2.    Heuvel-Panhuizen dan Verschaffel-De Corte (1977) : pendidikan matematika seharusnya memberi kesempatan kepada siswa untuk menemukan kembali matematika dengan berbuat matematika. Pembelajaran matematika harus mampu memberi siswa situasi masalah yang mempunyai hubungan dengan dunia nyata.
3.    Goldi (1992) : pembelajaran matematika harus lebih dibangun oleh siswa dari pada ditanamkan oleh guru. Pembelajaran matematika menjadi lebih efektif  bila guru membantu siswa menemukan dan memecahkan masalah dengan menerapkan pembelajarn bermakna.
4.    Atweh, Bleicher dan Cooper (1998) : menyatakan bahwa kelas matematika merupakan suatu tempat dimana guru dan siswa membangun suatu lingkungan interaktif dengan tujuan utama menggalakkan pembelajaran.

▶ [TUGAS 1]: Tuliskan semua nama ahli yang dikutip dalam kutipan tentang pembelajaran matematika.
▶ [TUGAS 2]:
Jawab berdasarkan kutipan tentang pembelajaran matematika.
(a) Pada tahun berapa pendapat Heuvel-Panhuizen dan Verschaffel-De Corte dikemukakan?
(b) Menurut Goldi, pembelajaran matematika harus lebih dibangun oleh siapa daripada ditanamkan oleh siapa?
(c) Menurut Atweh, Bleicher dan Cooper, apa tujuan utama lingkungan interaktif yang dibangun guru dan siswa di kelas matematika?
Materi ini diambil dari sumber yang berbeda dengan kutipan.

▶ [MATERI YANG DITAMPILKAN]:

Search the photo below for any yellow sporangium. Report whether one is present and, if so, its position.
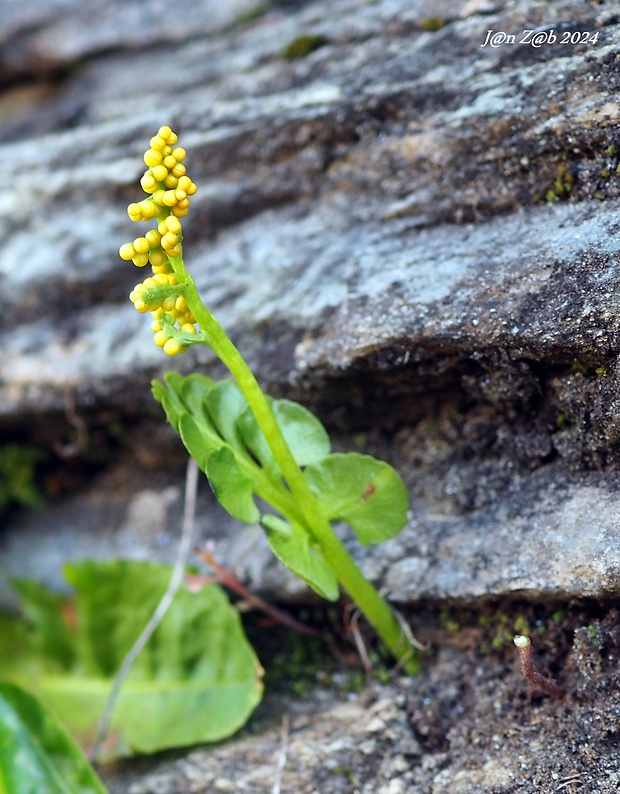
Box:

--

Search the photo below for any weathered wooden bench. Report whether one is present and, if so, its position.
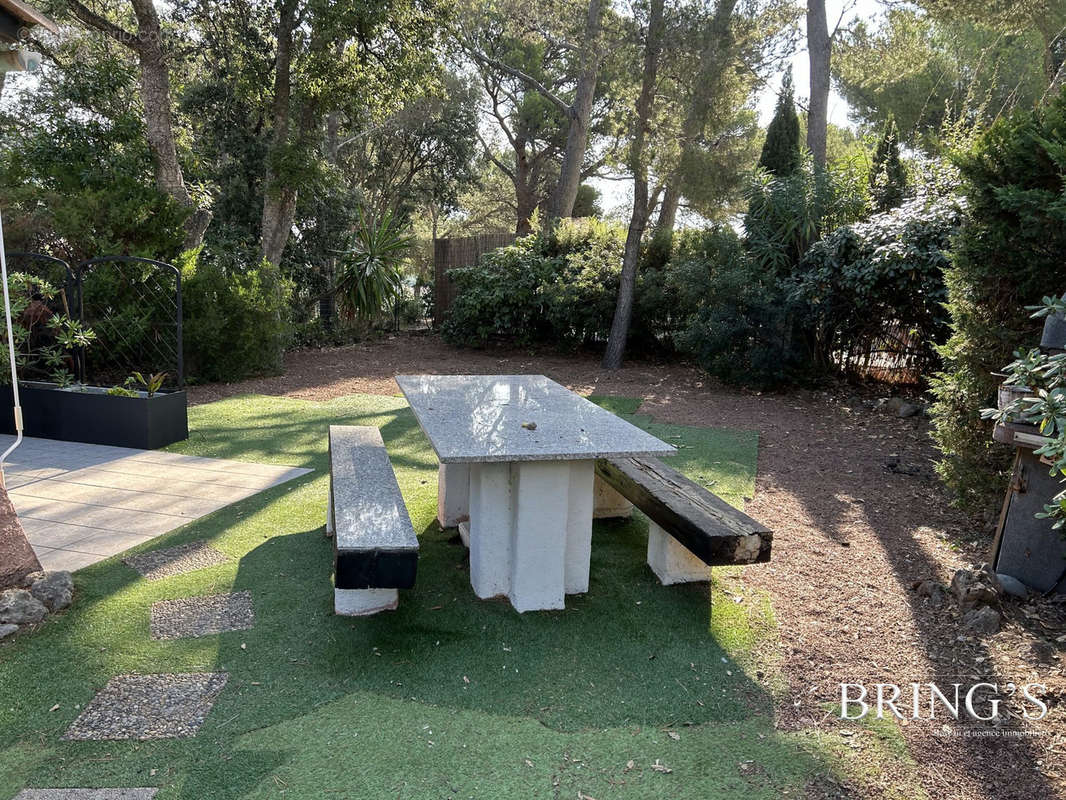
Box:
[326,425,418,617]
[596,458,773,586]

---

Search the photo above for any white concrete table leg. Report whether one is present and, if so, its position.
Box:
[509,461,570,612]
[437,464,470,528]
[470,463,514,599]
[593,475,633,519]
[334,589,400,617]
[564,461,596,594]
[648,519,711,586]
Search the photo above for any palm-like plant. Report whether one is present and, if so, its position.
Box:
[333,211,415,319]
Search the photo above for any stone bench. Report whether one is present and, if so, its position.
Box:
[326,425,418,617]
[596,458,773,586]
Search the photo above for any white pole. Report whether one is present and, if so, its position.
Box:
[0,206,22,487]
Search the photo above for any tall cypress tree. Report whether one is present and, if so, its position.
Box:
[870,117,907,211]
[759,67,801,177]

▶ [JAWABAN AKHIR 1]: Heuvel-Panhuizen, Verschaffel-De Corte, Goldi, Atweh, Bleicher, Cooper

▶ [JAWABAN AKHIR 2]:
(a) 1977
(b) Dibangun oleh siswa daripada ditanamkan oleh guru.
(c) Menggalakkan pembelajaran.